# mehrere Funktionen in einer aufrufen und onklick zuweisen



## p4nth3r (8. Feb 2010)

Hallo,

ich denke ich habe ein Anfängerproblem.
Ich berechne also verschiedene Werte mit Funktionen und will mir die berechneten Werte auch ausgeben lassen. Um jetzt nicht jedes Mal zur Berechnung einen Button klicken zu müssen würde ich gerne alles aufeinmal mit einem Klick berechnen. Habe mir das so gedacht, dass ich die Funktionen in einer anderen aufrufe (StartenAlle()) und dann mit onklick die Funktion StartenAlle() aufrufe. Leider berechnet er mir immer nur die erste Funktion (in dem Fall rphi_wert()).

Was mache ich falsch?

[Java]	 function StartenAlle()
	 {
		rphi_wert();
		bsp_wert();
		ra_wert();
		abstand_aus_wert();

	 };[/Java]

[XML]<!--  Berechnung Spiraldurchmesser -->
	<input type="button" name="btn_set_StartenAlle" id="btn_set_StartenAlle"

» Arbeitsaufträge
#1 Welche Funktion berechnet laut dem Forumsbeitrag als einzige?
#2 Schreib den Teil des Forumsbeitrags zwischen „## p4nth3r (8.“ und „dem Fall rphi_wert()).“ ab, beide Stellen eingeschlossen.

» Vorliegende Zeilen
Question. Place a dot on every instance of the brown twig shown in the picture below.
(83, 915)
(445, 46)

---

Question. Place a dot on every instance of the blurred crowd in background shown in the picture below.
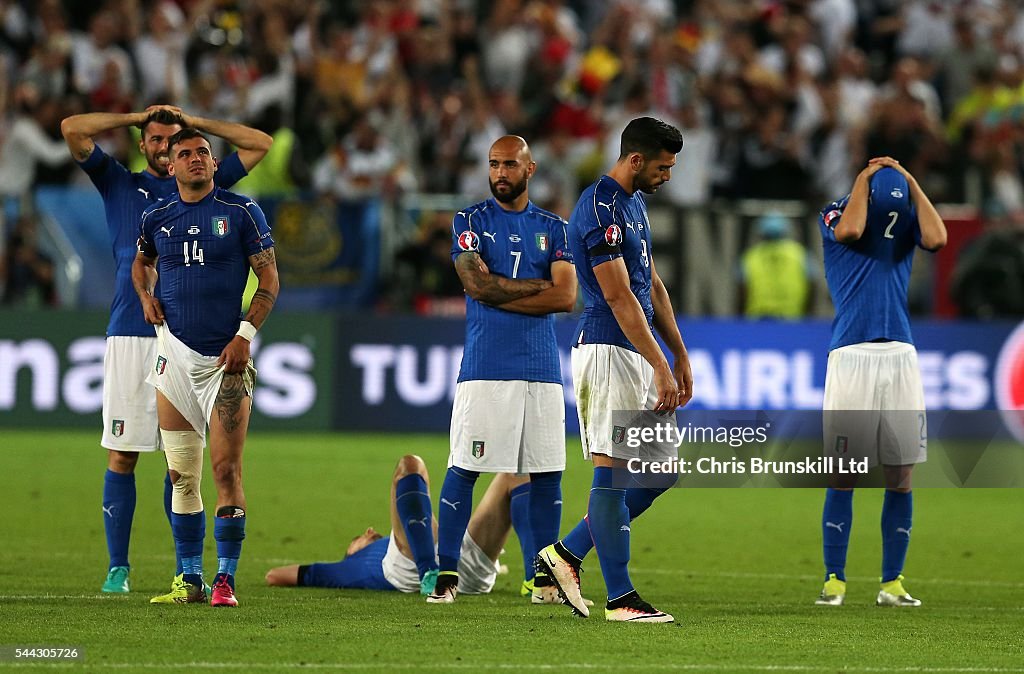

» Lösungen
#1 rphi_wert()

#2
## p4nth3r (8. Feb 2010)

Hallo,

ich denke ich habe ein Anfängerproblem.
Ich berechne also verschiedene Werte mit Funktionen und will mir die berechneten Werte auch ausgeben lassen. Um jetzt nicht jedes Mal zur Berechnung einen Button klicken zu müssen würde ich gerne alles aufeinmal mit einem Klick berechnen. Habe mir das so gedacht, dass ich die Funktionen in einer anderen aufrufe (StartenAlle()) und dann mit onklick die Funktion StartenAlle() aufrufe. Leider berechnet er mir immer nur die erste Funktion (in dem Fall rphi_wert()).